[Records provided]
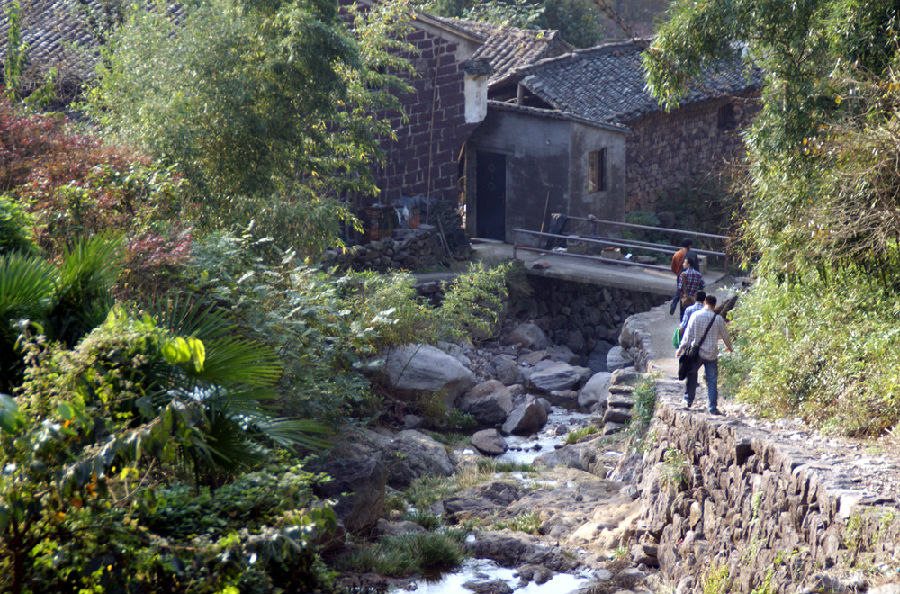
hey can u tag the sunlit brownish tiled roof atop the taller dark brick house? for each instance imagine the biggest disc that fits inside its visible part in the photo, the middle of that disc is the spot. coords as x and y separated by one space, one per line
508 48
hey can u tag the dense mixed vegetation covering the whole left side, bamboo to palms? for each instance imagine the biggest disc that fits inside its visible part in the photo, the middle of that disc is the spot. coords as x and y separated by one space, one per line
163 385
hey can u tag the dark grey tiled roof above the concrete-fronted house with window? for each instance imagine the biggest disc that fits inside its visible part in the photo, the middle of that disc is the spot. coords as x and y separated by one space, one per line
606 84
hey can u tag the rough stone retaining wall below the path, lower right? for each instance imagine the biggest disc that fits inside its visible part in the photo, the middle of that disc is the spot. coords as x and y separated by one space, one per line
721 495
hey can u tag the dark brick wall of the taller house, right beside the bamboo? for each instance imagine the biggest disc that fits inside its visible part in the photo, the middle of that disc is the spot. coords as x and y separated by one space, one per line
431 139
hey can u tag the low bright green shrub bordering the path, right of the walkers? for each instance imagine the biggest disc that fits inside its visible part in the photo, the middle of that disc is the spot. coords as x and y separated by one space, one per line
824 349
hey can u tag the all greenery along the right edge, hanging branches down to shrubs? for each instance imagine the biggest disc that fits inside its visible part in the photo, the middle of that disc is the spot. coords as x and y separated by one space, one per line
818 333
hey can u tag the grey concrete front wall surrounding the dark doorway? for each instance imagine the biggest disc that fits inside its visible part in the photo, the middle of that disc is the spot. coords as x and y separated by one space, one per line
537 157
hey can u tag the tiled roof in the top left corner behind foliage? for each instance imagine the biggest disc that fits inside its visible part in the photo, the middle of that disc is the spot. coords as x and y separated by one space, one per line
56 34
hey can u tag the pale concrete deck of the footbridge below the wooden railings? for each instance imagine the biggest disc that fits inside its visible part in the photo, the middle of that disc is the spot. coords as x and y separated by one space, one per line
634 278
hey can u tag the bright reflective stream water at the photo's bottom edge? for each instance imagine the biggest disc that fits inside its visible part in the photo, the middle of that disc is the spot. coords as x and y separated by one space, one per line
482 570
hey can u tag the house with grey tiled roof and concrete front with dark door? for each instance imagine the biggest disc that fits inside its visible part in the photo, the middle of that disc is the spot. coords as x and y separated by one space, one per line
579 134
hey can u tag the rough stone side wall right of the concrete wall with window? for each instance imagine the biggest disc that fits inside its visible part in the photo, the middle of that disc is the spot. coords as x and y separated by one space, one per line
667 150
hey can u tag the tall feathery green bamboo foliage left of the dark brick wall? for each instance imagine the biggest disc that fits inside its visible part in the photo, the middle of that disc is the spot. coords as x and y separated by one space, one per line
271 109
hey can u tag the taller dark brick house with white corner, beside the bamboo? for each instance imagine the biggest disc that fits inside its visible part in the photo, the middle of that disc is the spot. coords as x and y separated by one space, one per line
456 61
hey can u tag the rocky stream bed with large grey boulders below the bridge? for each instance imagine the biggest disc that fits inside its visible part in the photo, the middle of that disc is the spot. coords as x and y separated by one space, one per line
539 515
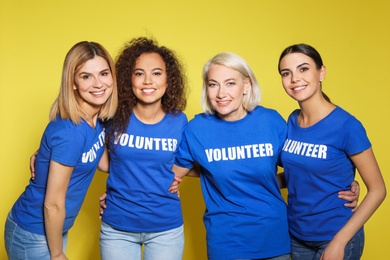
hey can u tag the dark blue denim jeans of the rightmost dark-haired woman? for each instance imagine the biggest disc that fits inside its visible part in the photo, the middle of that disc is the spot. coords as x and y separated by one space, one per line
309 250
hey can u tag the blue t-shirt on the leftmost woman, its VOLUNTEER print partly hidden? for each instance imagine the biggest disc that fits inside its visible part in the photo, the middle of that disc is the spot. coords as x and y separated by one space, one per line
79 146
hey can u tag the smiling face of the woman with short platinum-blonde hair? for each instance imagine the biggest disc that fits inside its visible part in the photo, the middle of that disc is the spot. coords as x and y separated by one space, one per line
225 90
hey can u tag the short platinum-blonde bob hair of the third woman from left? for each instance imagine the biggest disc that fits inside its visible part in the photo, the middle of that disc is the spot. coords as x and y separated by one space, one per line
235 62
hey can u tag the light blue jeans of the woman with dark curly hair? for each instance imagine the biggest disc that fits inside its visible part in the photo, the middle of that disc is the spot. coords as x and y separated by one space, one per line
122 245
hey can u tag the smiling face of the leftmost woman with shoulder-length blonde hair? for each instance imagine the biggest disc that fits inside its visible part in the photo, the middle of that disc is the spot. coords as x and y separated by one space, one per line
94 82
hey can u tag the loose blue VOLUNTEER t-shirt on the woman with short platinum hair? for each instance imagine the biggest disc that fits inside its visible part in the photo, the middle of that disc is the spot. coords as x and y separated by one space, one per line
246 216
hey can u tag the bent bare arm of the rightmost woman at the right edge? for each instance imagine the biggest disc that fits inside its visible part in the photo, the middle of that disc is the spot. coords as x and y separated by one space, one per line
376 192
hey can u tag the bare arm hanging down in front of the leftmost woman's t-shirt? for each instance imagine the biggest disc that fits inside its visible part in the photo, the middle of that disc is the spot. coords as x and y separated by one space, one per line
54 207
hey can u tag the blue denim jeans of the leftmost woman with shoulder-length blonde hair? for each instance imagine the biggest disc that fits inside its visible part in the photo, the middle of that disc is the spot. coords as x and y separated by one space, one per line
21 244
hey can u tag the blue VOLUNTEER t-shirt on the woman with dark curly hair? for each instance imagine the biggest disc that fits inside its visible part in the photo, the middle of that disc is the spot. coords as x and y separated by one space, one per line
141 161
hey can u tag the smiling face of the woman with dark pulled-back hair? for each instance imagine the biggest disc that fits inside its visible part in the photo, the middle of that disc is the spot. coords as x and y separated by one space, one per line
301 78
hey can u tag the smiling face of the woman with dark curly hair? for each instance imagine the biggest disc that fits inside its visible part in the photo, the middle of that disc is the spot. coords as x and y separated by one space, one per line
149 78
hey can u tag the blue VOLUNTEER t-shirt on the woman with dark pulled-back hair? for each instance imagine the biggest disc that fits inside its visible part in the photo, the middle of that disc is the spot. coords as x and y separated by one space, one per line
317 166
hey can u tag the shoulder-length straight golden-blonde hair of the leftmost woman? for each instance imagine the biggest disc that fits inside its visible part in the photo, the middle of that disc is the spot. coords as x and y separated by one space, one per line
67 104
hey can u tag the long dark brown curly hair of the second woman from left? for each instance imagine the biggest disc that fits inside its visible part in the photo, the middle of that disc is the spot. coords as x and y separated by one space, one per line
174 98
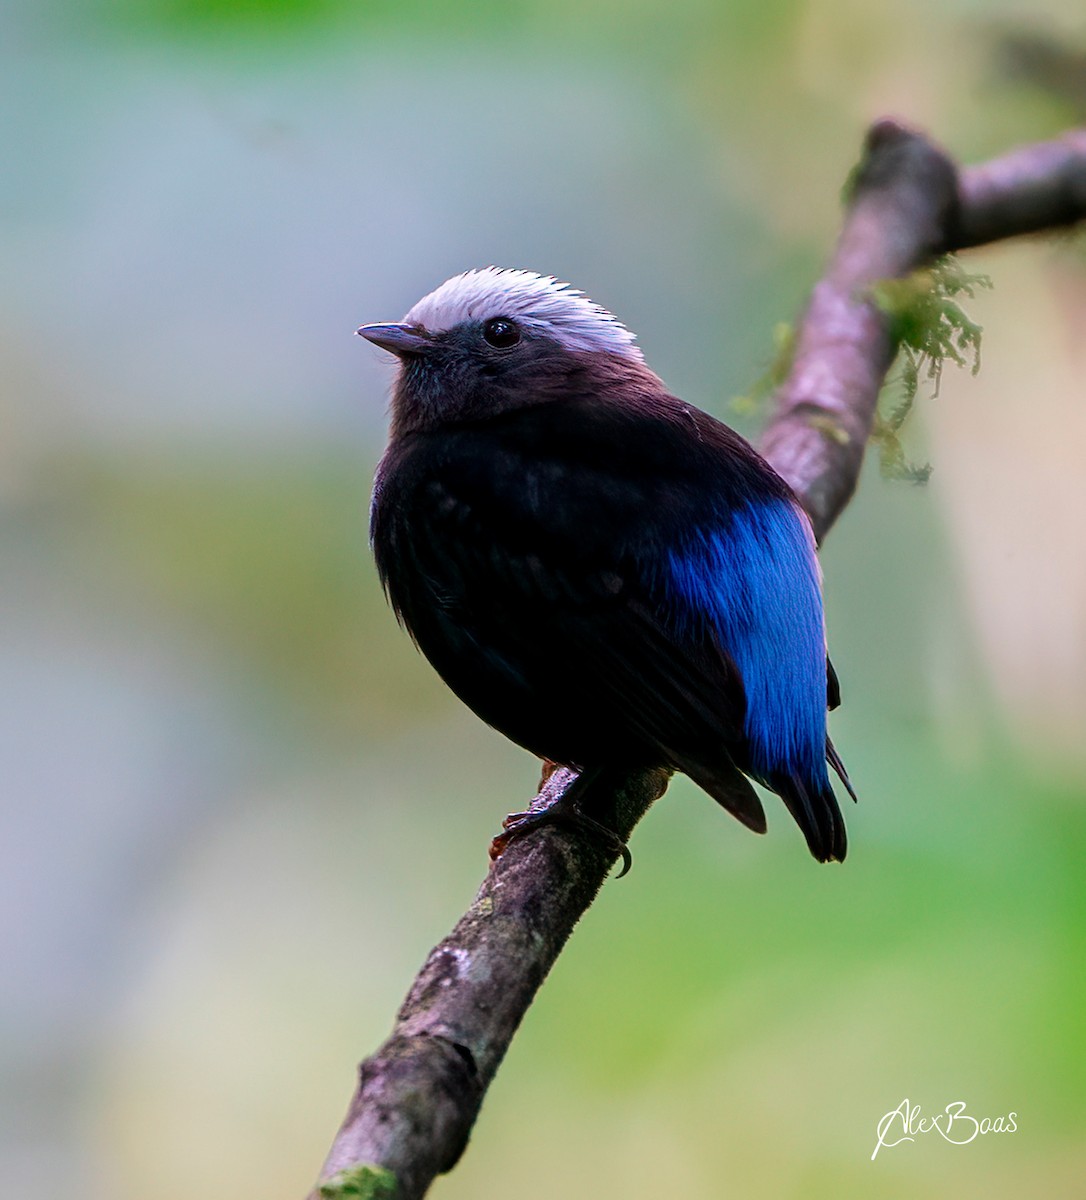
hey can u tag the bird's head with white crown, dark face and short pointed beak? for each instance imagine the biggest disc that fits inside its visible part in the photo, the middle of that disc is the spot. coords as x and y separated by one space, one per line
494 340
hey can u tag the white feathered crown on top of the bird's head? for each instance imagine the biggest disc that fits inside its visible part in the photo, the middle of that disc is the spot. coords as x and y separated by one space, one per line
538 302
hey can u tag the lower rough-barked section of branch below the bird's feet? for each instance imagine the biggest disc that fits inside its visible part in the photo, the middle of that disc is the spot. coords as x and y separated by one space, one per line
419 1095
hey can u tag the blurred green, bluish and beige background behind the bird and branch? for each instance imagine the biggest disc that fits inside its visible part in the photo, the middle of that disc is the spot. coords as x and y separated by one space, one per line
238 809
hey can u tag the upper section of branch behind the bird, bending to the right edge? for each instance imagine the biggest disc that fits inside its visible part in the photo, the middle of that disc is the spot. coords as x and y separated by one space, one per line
909 205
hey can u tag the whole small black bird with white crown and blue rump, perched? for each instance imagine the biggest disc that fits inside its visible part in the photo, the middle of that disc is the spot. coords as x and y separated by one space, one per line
609 577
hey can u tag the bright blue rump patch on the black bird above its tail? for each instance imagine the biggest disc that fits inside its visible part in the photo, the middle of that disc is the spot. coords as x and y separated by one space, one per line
754 577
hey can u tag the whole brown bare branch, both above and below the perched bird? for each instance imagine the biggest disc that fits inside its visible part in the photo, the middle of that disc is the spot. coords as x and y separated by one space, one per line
419 1095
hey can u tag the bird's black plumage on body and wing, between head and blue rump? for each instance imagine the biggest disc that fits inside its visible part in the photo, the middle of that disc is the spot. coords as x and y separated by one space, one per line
524 554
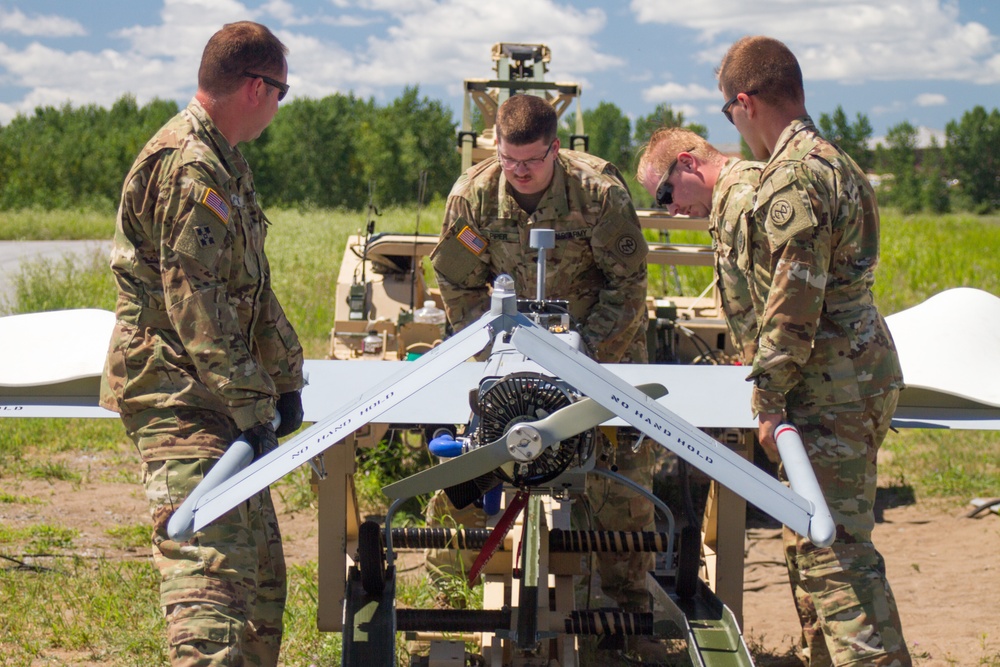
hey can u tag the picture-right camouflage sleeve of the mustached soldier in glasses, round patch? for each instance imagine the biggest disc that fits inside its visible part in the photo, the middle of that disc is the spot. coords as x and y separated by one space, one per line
620 253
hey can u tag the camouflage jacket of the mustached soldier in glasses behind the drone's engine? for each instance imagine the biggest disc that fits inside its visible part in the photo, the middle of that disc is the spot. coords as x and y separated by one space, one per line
598 264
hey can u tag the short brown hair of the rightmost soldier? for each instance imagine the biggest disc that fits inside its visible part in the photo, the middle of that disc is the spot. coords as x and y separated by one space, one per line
764 65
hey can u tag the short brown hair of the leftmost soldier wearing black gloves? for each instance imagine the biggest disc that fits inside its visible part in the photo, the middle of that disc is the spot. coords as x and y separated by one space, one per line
239 47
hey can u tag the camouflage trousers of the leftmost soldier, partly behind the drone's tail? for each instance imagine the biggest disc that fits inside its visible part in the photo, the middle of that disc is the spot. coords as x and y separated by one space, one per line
223 592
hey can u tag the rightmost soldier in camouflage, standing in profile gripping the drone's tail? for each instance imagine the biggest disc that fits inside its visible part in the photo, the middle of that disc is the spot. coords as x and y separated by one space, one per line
825 359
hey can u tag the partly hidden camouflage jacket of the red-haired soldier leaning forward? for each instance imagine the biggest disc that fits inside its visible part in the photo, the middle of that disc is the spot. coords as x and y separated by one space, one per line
732 202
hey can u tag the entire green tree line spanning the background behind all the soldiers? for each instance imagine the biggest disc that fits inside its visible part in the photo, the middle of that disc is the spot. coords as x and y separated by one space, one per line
340 150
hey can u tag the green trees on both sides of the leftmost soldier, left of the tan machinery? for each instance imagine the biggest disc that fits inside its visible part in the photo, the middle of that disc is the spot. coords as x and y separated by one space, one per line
337 151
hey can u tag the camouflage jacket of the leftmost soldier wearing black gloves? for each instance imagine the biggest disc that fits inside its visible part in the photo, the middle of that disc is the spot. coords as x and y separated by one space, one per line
198 326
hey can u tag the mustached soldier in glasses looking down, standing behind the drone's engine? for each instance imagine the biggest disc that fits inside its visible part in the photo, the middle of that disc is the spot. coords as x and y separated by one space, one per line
598 265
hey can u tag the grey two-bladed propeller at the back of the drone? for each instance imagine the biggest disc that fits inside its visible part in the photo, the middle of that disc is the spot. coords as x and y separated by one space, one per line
523 442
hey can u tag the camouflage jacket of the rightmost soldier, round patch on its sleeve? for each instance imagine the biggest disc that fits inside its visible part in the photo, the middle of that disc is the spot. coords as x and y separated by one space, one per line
822 340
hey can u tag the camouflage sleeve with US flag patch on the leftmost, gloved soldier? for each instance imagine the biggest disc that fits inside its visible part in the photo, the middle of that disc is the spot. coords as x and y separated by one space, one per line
196 259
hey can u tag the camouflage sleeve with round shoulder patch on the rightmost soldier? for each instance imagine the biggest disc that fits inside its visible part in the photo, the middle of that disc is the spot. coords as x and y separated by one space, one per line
796 218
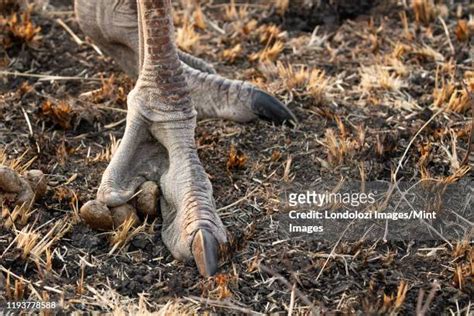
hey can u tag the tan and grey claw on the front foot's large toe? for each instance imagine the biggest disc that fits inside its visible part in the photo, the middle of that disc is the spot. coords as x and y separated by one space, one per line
205 251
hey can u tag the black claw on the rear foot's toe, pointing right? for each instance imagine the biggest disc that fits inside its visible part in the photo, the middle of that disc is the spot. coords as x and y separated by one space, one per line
269 108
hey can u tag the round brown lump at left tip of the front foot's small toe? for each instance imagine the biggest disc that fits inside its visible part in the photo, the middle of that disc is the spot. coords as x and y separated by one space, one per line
97 215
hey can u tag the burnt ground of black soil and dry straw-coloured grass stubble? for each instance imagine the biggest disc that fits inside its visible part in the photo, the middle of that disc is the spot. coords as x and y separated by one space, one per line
367 89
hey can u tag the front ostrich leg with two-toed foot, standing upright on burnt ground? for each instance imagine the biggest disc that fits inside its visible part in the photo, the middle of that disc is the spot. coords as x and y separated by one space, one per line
159 145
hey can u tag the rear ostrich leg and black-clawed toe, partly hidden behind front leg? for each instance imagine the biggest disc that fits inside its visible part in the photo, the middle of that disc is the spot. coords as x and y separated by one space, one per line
113 25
[/Records provided]
▶ [Requirement]:
Exactly the lines from the one containing "hey can u tag the rear" through the last line of the material above are to be returned, with nothing else.

▶ [Reply to the task]:
hey can u tag the rear ostrich leg and black-clawed toe, partly hidden behind front leg? for each instance imagine the biggest disc that fits inside its visible part in the photo, the middle of that disc is the spot. coords as x and y separated by one space, one per line
113 25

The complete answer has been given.